+++ The input

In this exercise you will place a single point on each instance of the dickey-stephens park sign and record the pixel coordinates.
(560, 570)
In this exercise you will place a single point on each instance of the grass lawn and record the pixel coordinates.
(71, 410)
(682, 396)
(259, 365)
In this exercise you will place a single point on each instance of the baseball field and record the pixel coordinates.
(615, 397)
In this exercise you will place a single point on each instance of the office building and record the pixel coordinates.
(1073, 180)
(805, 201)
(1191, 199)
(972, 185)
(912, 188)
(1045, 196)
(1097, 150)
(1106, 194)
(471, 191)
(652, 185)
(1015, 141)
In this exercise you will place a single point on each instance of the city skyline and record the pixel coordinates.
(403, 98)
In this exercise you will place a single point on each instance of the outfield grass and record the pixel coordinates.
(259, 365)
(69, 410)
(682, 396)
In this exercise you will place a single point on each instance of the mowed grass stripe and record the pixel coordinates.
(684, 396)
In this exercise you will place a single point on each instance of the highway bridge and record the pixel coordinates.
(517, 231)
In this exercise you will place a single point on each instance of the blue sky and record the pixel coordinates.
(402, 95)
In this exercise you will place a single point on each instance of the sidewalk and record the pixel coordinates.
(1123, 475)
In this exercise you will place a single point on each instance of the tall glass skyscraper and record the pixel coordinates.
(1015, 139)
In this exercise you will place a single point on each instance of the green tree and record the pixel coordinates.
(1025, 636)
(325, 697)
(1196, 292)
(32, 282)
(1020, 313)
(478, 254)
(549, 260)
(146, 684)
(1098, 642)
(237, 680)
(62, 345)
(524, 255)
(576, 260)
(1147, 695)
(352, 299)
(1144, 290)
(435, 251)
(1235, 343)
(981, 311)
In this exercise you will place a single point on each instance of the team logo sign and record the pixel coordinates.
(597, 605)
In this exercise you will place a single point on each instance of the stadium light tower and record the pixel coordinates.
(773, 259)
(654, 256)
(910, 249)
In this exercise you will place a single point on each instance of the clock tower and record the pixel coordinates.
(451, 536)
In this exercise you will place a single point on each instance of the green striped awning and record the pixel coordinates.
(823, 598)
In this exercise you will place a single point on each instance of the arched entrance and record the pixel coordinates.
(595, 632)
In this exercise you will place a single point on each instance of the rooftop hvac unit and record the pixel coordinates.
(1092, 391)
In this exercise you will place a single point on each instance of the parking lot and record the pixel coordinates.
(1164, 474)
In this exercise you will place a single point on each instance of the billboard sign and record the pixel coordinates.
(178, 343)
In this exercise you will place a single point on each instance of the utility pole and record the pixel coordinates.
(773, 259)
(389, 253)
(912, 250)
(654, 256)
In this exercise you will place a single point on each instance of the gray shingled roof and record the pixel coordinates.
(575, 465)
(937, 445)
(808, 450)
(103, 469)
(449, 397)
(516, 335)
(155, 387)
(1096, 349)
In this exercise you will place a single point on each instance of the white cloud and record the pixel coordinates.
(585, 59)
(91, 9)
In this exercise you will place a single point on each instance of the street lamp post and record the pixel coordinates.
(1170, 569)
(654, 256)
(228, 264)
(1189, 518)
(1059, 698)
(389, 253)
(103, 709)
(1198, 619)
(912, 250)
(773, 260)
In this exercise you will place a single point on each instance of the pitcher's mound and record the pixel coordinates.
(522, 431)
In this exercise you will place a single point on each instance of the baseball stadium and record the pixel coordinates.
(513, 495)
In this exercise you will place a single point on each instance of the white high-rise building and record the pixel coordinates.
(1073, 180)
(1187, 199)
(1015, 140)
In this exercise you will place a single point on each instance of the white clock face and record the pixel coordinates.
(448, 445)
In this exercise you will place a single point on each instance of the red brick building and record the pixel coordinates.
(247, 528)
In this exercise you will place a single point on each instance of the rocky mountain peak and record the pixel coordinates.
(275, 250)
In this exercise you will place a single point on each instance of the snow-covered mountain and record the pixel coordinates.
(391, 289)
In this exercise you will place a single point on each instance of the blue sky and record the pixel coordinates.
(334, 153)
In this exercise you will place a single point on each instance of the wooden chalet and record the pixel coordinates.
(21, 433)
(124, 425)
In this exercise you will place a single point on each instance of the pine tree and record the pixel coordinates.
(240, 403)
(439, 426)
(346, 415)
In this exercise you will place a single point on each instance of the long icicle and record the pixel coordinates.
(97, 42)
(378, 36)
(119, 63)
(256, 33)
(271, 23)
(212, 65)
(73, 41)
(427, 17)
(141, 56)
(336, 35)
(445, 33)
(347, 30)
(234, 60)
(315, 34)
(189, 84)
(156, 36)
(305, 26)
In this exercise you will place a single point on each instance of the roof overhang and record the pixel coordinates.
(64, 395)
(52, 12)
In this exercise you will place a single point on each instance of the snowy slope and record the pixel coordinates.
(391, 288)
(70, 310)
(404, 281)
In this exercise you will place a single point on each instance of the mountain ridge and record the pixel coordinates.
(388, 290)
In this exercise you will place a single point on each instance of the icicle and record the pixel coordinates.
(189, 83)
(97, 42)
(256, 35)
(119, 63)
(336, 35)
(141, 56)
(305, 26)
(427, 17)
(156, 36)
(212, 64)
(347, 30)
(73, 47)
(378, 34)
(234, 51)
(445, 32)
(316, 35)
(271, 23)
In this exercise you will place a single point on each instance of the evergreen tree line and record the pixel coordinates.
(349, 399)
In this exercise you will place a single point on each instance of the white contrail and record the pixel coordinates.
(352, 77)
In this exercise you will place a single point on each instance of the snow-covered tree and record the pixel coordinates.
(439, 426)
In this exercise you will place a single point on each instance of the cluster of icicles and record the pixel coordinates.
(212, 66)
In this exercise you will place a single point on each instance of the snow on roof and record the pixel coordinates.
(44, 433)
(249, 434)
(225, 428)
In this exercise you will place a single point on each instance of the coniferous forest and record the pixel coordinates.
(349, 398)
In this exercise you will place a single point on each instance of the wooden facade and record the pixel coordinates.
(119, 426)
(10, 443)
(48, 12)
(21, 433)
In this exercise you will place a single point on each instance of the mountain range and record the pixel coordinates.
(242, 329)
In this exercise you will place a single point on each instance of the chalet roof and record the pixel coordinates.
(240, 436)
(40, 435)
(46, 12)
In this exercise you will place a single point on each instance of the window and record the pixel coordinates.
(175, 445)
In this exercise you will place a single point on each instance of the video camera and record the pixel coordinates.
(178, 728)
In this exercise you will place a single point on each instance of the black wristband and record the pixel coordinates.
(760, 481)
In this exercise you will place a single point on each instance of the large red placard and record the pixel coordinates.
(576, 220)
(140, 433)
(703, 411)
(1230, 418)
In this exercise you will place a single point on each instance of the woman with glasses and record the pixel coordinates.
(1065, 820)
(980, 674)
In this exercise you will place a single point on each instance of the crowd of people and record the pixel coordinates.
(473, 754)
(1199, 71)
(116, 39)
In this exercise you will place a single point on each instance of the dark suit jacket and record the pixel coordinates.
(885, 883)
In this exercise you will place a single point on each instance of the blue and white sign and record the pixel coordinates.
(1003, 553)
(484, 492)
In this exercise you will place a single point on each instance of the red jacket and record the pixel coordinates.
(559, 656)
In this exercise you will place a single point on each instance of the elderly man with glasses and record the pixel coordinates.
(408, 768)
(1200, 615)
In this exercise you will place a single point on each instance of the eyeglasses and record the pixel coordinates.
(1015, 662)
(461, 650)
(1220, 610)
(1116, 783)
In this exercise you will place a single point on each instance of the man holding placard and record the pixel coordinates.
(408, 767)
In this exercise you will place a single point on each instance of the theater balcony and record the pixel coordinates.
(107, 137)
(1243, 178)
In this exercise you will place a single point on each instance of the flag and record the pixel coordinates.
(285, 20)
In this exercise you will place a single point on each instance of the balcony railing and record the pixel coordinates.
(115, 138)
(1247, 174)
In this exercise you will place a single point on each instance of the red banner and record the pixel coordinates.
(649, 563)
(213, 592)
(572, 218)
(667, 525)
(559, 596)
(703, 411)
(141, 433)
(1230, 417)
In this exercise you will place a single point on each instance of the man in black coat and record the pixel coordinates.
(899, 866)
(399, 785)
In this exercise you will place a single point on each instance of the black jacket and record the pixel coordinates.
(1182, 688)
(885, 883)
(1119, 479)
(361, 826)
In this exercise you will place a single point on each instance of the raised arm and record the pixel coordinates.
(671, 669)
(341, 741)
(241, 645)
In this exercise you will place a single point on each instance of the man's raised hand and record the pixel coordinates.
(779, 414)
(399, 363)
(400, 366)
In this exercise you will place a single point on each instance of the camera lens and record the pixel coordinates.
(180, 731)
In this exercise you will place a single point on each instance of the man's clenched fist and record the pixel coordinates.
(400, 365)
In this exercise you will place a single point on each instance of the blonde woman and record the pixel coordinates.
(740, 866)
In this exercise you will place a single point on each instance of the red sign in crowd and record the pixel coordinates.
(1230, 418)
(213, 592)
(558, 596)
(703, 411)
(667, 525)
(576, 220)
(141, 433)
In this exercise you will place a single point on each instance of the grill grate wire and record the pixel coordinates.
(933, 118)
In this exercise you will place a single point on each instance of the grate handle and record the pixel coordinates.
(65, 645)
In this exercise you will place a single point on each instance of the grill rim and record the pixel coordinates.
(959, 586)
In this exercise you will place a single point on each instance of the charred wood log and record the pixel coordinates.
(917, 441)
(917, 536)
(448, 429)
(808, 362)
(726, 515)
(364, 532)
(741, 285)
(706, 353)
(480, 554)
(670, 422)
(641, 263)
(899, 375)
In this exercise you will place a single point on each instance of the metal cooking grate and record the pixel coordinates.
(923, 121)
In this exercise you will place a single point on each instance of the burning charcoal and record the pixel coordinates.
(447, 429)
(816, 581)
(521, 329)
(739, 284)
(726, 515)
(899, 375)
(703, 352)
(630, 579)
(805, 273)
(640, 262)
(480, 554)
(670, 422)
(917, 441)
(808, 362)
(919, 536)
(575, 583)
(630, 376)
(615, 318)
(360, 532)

++++++

Task prompt - Look above for the line containing "rim and record the pixel coordinates.", then transcribe it and all lines after it through the last, exactly and with nothing else.

Result -
In this exercise you will place a single point on each instance of the grill rim and record the pixel coordinates.
(959, 586)
In this exercise you will place a single point on each instance of the charred wood log and record the pixel coordinates.
(917, 441)
(917, 536)
(448, 429)
(808, 362)
(726, 515)
(364, 532)
(741, 285)
(706, 353)
(480, 554)
(670, 422)
(641, 263)
(899, 375)
In this exercise you will place a single point on each instance of the metal cooking grate and record the pixel coordinates.
(923, 121)
In this exercise you will place a single point on each instance of the burning charcoal and record the pixel coordinates.
(447, 429)
(816, 581)
(521, 329)
(739, 284)
(726, 515)
(899, 375)
(703, 352)
(630, 579)
(805, 273)
(640, 262)
(480, 554)
(670, 422)
(917, 441)
(808, 362)
(919, 536)
(575, 583)
(630, 376)
(615, 318)
(360, 532)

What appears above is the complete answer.